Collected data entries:

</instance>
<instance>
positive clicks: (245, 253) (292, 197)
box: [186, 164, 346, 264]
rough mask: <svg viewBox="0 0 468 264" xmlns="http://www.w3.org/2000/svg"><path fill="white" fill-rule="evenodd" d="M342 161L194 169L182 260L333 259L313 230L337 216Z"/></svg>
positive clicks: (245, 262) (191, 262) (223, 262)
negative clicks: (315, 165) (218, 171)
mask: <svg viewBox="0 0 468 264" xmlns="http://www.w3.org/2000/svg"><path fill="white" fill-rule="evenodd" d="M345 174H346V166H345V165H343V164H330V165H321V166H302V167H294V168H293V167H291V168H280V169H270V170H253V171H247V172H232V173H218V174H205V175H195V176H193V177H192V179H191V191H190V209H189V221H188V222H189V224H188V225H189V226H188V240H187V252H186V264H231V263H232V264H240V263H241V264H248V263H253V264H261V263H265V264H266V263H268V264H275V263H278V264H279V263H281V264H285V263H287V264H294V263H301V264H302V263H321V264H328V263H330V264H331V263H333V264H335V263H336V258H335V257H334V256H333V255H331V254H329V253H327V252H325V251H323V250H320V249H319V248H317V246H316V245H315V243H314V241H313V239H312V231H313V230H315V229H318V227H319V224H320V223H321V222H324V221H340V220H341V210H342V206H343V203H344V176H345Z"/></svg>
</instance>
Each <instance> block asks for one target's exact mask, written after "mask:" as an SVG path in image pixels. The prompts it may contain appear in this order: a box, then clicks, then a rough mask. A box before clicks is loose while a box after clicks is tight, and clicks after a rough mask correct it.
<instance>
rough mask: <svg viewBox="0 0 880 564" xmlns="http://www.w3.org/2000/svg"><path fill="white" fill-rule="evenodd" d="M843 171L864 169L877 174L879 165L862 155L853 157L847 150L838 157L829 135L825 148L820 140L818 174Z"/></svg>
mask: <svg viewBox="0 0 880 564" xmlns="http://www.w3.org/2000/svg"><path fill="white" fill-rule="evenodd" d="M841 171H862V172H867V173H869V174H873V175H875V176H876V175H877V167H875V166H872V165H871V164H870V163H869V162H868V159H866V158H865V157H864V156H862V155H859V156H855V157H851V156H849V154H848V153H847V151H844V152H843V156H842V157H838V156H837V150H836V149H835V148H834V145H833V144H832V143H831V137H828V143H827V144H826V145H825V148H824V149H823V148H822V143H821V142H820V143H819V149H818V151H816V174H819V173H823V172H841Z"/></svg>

== Exercise prompt ==
Please show each line in the records above that contains "positive".

== Response area ==
positive clicks: (245, 253) (292, 197)
positive clicks: (245, 262) (191, 262) (223, 262)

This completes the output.